Exercise directions: Which lines run from the one containing "TARGET = notepad" to the end of the entries? Quote them exactly, and nothing else.

Records supplied:
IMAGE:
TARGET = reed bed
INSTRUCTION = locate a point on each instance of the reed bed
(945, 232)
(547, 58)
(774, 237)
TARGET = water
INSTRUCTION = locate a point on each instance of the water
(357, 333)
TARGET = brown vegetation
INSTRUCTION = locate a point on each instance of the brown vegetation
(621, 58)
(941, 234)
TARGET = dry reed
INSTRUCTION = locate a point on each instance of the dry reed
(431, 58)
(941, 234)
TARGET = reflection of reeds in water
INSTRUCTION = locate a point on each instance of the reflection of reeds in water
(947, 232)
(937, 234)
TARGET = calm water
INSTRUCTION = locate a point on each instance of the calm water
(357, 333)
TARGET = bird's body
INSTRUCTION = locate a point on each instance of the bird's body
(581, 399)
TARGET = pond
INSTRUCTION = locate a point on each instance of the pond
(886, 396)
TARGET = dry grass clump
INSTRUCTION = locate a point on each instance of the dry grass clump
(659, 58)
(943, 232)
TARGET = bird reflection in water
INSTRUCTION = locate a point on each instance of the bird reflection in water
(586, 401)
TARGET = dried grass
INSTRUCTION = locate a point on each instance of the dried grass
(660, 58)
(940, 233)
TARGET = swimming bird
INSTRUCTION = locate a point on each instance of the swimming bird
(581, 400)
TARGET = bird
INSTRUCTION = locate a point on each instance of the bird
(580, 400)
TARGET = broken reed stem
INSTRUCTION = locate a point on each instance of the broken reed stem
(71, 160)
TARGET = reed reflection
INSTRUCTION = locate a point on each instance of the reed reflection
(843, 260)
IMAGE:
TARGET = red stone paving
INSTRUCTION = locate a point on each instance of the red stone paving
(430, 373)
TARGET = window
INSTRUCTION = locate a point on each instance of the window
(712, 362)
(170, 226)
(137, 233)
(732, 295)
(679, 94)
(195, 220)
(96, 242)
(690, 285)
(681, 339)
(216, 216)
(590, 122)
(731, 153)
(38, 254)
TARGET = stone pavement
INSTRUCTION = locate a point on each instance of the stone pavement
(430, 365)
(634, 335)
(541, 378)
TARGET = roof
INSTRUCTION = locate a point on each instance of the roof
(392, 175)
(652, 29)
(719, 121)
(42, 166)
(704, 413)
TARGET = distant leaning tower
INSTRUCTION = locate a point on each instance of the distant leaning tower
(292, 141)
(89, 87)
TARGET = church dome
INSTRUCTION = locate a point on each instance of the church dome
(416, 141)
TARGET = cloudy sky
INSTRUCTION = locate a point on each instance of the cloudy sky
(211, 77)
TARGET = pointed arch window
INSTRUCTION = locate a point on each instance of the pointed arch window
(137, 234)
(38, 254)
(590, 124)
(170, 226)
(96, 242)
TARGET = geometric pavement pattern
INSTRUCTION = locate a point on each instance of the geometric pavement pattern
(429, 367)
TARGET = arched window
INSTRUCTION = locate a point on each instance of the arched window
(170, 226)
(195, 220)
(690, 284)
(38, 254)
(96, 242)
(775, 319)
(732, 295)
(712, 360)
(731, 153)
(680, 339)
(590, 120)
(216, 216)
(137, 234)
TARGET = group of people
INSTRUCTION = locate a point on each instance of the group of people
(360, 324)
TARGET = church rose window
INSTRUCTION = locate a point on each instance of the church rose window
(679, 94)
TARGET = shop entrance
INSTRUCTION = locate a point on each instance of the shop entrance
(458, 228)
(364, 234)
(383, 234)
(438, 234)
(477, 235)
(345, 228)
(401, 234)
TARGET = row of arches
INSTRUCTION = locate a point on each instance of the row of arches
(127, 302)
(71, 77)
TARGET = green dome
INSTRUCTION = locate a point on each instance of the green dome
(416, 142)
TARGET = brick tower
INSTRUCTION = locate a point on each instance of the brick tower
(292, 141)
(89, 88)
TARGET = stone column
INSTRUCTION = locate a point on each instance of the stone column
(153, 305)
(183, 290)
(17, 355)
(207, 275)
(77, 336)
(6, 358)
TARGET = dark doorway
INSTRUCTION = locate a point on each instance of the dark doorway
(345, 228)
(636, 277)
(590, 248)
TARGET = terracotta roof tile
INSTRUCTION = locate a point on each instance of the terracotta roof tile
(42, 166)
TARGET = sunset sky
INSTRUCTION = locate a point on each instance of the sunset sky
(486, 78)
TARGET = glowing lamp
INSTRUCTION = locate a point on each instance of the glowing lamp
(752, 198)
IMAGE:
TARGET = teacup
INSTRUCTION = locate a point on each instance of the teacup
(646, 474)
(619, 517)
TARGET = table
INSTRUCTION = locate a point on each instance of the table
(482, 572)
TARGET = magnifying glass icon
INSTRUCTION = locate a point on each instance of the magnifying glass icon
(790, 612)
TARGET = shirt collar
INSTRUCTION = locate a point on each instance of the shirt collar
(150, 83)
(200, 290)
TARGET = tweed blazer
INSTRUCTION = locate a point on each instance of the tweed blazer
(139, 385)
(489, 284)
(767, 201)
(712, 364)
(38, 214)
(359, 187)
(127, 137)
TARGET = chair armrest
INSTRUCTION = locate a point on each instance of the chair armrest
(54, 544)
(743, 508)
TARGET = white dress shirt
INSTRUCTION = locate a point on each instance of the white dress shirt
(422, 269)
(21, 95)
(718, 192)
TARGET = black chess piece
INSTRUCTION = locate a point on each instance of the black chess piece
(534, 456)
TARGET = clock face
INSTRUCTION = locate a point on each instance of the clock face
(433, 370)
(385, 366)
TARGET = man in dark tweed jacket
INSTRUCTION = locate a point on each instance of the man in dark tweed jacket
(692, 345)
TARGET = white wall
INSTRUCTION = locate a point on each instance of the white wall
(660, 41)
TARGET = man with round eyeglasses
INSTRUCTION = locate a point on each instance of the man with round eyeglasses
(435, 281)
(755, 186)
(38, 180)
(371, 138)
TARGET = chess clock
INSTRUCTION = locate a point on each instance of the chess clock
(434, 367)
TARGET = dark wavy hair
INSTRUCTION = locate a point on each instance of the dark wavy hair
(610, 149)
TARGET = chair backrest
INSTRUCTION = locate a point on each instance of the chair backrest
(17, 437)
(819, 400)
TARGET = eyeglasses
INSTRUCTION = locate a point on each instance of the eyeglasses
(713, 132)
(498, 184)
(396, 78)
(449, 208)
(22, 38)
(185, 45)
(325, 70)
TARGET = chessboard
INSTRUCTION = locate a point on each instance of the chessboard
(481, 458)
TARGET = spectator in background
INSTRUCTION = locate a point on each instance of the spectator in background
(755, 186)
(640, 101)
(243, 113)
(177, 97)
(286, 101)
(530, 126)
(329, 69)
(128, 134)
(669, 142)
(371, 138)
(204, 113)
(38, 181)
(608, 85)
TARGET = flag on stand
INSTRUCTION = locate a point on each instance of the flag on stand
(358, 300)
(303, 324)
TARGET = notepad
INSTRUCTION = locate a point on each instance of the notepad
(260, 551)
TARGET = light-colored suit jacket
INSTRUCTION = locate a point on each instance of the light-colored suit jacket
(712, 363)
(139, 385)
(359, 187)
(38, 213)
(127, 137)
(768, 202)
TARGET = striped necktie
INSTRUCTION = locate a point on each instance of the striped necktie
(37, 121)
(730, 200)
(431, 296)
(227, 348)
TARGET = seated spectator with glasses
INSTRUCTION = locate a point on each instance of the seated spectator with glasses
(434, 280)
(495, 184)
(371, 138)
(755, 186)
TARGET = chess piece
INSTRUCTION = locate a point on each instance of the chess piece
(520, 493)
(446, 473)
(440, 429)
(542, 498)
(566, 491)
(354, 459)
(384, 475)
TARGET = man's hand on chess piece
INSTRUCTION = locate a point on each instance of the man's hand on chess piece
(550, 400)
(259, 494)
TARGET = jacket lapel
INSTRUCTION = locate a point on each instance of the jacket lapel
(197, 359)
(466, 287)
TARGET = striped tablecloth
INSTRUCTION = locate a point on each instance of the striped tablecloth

Full response:
TARGET = notepad
INSTRUCTION = locate a point on each instance of the notepad
(260, 551)
TARGET = light-colored suit jacket
INSTRUCTION = locate a point on each instance of the light-colored suit jacket
(712, 363)
(139, 385)
(359, 187)
(38, 213)
(127, 137)
(768, 202)
TARGET = striped necktie
INSTRUCTION = locate a point on each instance of the striped necktie
(37, 121)
(730, 200)
(431, 296)
(227, 348)
TARGET = seated spectator with glasses
INSTRUCTION = locate a point on each instance of the seated spectator with glasses
(434, 280)
(495, 184)
(371, 138)
(755, 186)
TARGET = chess piece
INSTRUCTION = locate a point on each instance of the chess piece
(520, 493)
(446, 473)
(440, 429)
(542, 498)
(566, 491)
(354, 459)
(384, 475)
TARGET = man's hand on chess piece
INSTRUCTION = locate a point on each instance of the man's hand on chess piece
(550, 400)
(259, 494)
TARGET = jacket lapel
INSTRUCTION = locate a point on each instance of the jacket lapel
(197, 359)
(466, 287)
TARGET = striped tablecloth
INSTRUCTION = locate a point on each instance of the striped tablecloth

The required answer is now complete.